* begin Document *
The Blazing Purple F on My Back: Thoughts on Feminism, The Handmaid's Tale, and the Barrett Confirmation
Wednesday, October 28, 2020
I wrote this post based on the novel The Handmaid’s Tale. The novel, not the TV show. I haven’t watched the TV show. I probably never will watch the TV show. Nor have I read the sequel Atwood published last year, The Testaments, because I’m fairly annoyed she even wrote it. Does that make me a handmaid’s-tale originalist?
In Margaret Atwood’s novel The Handmaid’s Tale, one of the most important characters is an Aunt Lydia. In the society of Gilead, there are strict social assignments for women; the Aunts are women who instruct the Handmaids (whose sole function is to try to conceive and carry a baby to full term, preferably one who is not a “shredder.”) Women have almost no power in Gilead, except for the Aunts. In fact, the social structure wouldn’t work without the Aunts, because they are the people who indoctrinate the Handmaids. The Aunts support the patriarchal structure by subduing women’s ability to think and act for themselves. By fulfilling this role, they gain the tiny amount of power the society allots them. They can move about the world with more freedom; they can “work,” and they are not beholden to a Commander as the Handmaids and the Marthas are.
* end Document *
* begin Material supplied *
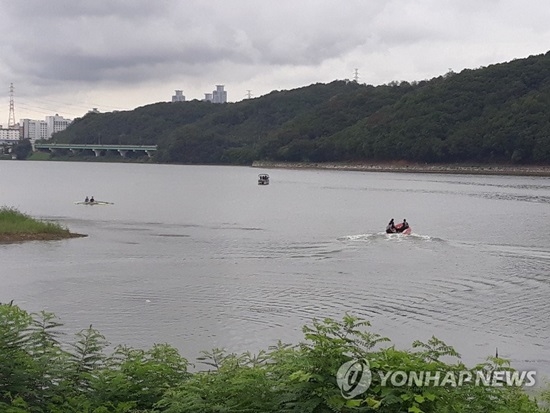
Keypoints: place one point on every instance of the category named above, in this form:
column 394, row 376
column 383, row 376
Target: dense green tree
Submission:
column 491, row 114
* end Material supplied *
* begin Material supplied *
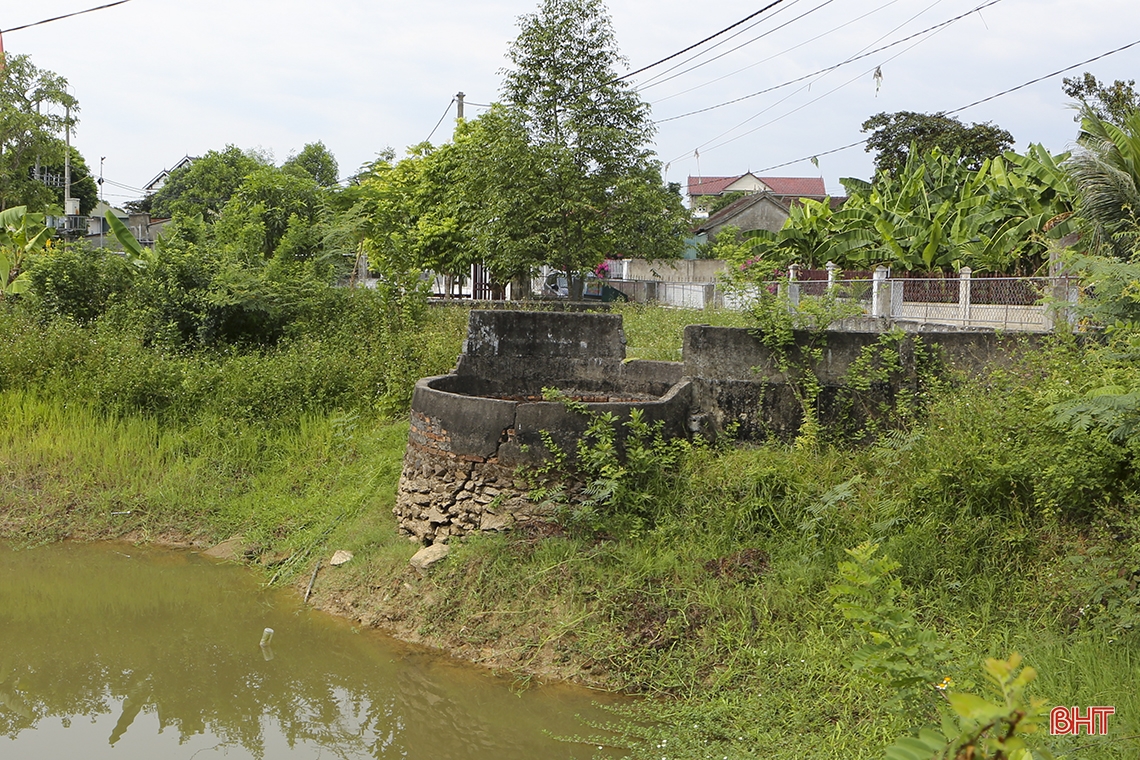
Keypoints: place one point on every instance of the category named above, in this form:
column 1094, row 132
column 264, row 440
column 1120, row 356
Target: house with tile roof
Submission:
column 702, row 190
* end Material supplied *
* **Written exercise 1**:
Could you return the part of the Handmaid's Tale post from "In Margaret Atwood’s" to "the Marthas are.", word for word?
* **Written exercise 2**:
Can you condense the paragraph of the Handmaid's Tale post beginning "In Margaret Atwood’s novel" into a short bulleted list that keeps its main facts?

* **Written answer 1**:
In Margaret Atwood’s novel The Handmaid’s Tale, one of the most important characters is an Aunt Lydia. In the society of Gilead, there are strict social assignments for women; the Aunts are women who instruct the Handmaids (whose sole function is to try to conceive and carry a baby to full term, preferably one who is not a “shredder.”) Women have almost no power in Gilead, except for the Aunts. In fact, the social structure wouldn’t work without the Aunts, because they are the people who indoctrinate the Handmaids. The Aunts support the patriarchal structure by subduing women’s ability to think and act for themselves. By fulfilling this role, they gain the tiny amount of power the society allots them. They can move about the world with more freedom; they can “work,” and they are not beholden to a Commander as the Handmaids and the Marthas are.

* **Written answer 2**:
- Aunt Lydia is one of the most important characters in The Handmaid's Tale.
- Gilead assigns women strict social roles. The Aunts instruct the Handmaids, whose sole function is to try to conceive and carry a baby to full term.
- Women in Gilead have almost no power, except for the Aunts.
- The social structure depends on the Aunts. They indoctrinate the Handmaids and support the patriarchy by subduing women's ability to think and act for themselves.
- In return, the Aunts get the tiny amount of power the society allots them. They can move about with more freedom and can "work." Unlike Handmaids and Marthas, they are not beholden to a Commander.